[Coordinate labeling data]
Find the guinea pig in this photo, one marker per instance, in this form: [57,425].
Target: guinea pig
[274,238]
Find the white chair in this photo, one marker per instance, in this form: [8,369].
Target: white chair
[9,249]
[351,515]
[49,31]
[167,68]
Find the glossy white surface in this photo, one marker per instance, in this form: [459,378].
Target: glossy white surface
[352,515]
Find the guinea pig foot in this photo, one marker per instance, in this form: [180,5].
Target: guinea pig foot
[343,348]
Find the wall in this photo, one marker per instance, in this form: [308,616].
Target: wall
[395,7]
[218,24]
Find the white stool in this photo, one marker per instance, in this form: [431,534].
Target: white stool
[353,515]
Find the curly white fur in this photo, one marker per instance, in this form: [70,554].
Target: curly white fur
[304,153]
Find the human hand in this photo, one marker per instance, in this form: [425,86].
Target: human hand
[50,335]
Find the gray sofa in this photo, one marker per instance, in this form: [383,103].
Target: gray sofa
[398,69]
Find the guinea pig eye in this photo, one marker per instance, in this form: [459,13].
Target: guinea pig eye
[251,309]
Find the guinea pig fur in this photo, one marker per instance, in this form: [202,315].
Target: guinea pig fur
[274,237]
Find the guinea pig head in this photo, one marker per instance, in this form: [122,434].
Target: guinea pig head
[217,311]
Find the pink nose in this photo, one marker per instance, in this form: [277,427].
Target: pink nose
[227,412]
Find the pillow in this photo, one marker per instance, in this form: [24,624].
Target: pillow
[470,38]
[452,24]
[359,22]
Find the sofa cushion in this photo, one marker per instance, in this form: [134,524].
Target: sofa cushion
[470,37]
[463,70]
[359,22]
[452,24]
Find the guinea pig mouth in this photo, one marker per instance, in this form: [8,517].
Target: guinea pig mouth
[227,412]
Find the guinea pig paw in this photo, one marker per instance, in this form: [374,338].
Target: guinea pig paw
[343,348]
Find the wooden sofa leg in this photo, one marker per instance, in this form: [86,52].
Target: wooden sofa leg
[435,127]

**Work to be completed**
Copy each line of the data exactly, leaving nothing out.

**Written solution**
Find the guinea pig in this photo, one marker per instance, in this form: [57,425].
Target: guinea pig
[274,238]
Find the white chair in this photo, one marker per instance, in this form: [8,369].
Target: white chair
[9,249]
[351,515]
[49,31]
[167,68]
Find the glossy white surface in this photo, one marker per instance, in this form: [459,378].
Target: glossy white surface
[352,515]
Find the guinea pig foot in this photo, one marker per instance, in this form: [180,5].
Target: guinea pig foot
[343,348]
Find the wall in this photo, one marker per instance, in this form: [308,616].
Target: wall
[395,7]
[218,24]
Find the white stool in this photo, one marker per instance, in this form: [431,534].
Target: white stool
[353,515]
Find the curly white fur in this photo, one marker per instance, in this form: [70,554].
Target: curly white fur
[304,153]
Find the human hand in this photo, one marker per instance, in this form: [425,86].
Target: human hand
[50,335]
Find the gray sofa in this photo, one marker per instance, in this form: [383,103].
Target: gray sofa
[398,69]
Find the guinea pig eye in this photo, one marker per instance, in this form: [459,13].
Target: guinea pig eye
[251,309]
Find the guinea pig fur in this photo, one marker per instance, in this form: [202,315].
Target: guinea pig fur
[274,237]
Find the guinea pig head in this photo, one marker per instance, in this form: [122,434].
Target: guinea pig head
[217,311]
Find the pink nose in this photo, one marker per instance, in this form: [277,427].
Target: pink nose
[227,412]
Find the pillow in this photo, one marker per instance, in this form: [24,624].
Target: pillow
[470,38]
[452,24]
[359,22]
Find the sofa cushion in this photo, one marker per instance, in this form: [134,524].
Target: sofa cushion
[470,37]
[463,70]
[359,22]
[452,24]
Find the guinea pig mouth in this photo, one marker per instance, in this form: [8,517].
Target: guinea pig mouth
[227,412]
Find the guinea pig paw in this photo, one marker per instance, in this form: [374,338].
Target: guinea pig paw
[343,348]
Find the wooden sofa leg in this photo, one marker per instance, in this form: [86,52].
Target: wooden sofa leg
[435,127]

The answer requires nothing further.